What you need to do:
Copy the lines below word for word.
** begin Extracted information **
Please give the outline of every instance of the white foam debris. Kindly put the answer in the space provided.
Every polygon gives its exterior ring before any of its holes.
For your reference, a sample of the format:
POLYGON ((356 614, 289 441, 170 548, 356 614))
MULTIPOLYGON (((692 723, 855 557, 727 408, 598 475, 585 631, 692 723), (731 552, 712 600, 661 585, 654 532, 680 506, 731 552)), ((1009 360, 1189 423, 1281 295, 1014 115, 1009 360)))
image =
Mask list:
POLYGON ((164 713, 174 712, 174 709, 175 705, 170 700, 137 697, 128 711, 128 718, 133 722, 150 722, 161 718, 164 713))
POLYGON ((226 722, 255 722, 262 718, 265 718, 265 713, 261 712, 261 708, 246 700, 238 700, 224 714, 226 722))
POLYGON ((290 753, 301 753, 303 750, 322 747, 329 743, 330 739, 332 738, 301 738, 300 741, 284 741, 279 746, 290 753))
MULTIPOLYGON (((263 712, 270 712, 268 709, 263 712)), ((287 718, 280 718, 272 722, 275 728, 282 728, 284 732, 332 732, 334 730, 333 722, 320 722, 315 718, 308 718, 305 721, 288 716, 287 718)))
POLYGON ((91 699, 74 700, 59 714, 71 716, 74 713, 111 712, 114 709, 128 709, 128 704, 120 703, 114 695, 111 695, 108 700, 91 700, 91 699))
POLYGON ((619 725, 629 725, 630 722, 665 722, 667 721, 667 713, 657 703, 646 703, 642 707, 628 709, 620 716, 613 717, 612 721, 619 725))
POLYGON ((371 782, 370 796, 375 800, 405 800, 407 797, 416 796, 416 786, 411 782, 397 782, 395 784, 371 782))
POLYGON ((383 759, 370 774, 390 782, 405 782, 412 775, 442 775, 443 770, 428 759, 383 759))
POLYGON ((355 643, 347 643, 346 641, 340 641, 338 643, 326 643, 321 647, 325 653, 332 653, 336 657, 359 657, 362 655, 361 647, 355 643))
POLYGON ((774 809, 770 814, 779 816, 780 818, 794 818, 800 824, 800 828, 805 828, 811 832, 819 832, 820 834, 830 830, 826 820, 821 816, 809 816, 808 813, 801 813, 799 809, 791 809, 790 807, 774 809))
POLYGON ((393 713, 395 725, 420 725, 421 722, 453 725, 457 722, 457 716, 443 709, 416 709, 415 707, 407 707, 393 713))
** end Extracted information **
The result:
Please give the outline of every instance of the white foam debris. Kindly put the answer in the space provided.
Every polygon gives its exterior ring before any of its holes.
For your reference, a sample of the format:
POLYGON ((356 614, 289 441, 170 548, 356 614))
MULTIPOLYGON (((692 723, 855 557, 727 408, 598 475, 585 631, 692 723), (731 552, 712 600, 661 585, 654 532, 680 506, 731 552)), ((1009 360, 1189 423, 1281 295, 1014 115, 1009 360)))
image =
Mask list:
POLYGON ((164 713, 174 712, 174 709, 175 705, 170 700, 137 697, 128 711, 128 718, 133 722, 150 722, 161 718, 164 713))
POLYGON ((226 722, 255 722, 262 718, 265 718, 265 713, 261 712, 261 708, 246 700, 238 700, 224 714, 226 722))
POLYGON ((290 753, 301 753, 303 750, 322 747, 329 743, 330 739, 332 738, 301 738, 300 741, 284 741, 279 746, 290 753))
MULTIPOLYGON (((263 712, 270 712, 268 709, 263 712)), ((287 718, 280 718, 272 722, 275 728, 282 728, 284 732, 332 732, 334 730, 333 722, 320 722, 315 718, 308 718, 305 721, 288 716, 287 718)))
POLYGON ((91 699, 74 700, 59 714, 71 716, 74 713, 111 712, 114 709, 128 709, 128 704, 120 703, 114 695, 111 695, 108 700, 91 700, 91 699))
POLYGON ((619 725, 629 725, 630 722, 665 722, 667 721, 667 713, 657 703, 646 703, 642 707, 628 709, 620 716, 613 717, 612 721, 619 725))
POLYGON ((371 782, 370 796, 375 800, 405 800, 407 797, 416 796, 416 786, 411 782, 397 782, 395 784, 371 782))
POLYGON ((383 759, 370 774, 390 782, 405 782, 412 775, 442 775, 443 770, 428 759, 383 759))
POLYGON ((355 643, 347 643, 346 641, 340 641, 338 643, 326 643, 321 647, 325 653, 332 653, 336 657, 359 657, 362 655, 361 647, 355 643))
POLYGON ((774 809, 770 814, 779 816, 780 818, 794 818, 800 824, 800 828, 805 828, 811 832, 819 832, 820 834, 830 830, 826 820, 821 816, 809 816, 808 813, 801 813, 799 809, 791 809, 790 807, 774 809))
POLYGON ((393 713, 395 725, 420 725, 421 722, 453 725, 457 722, 457 716, 443 709, 416 709, 415 707, 407 707, 393 713))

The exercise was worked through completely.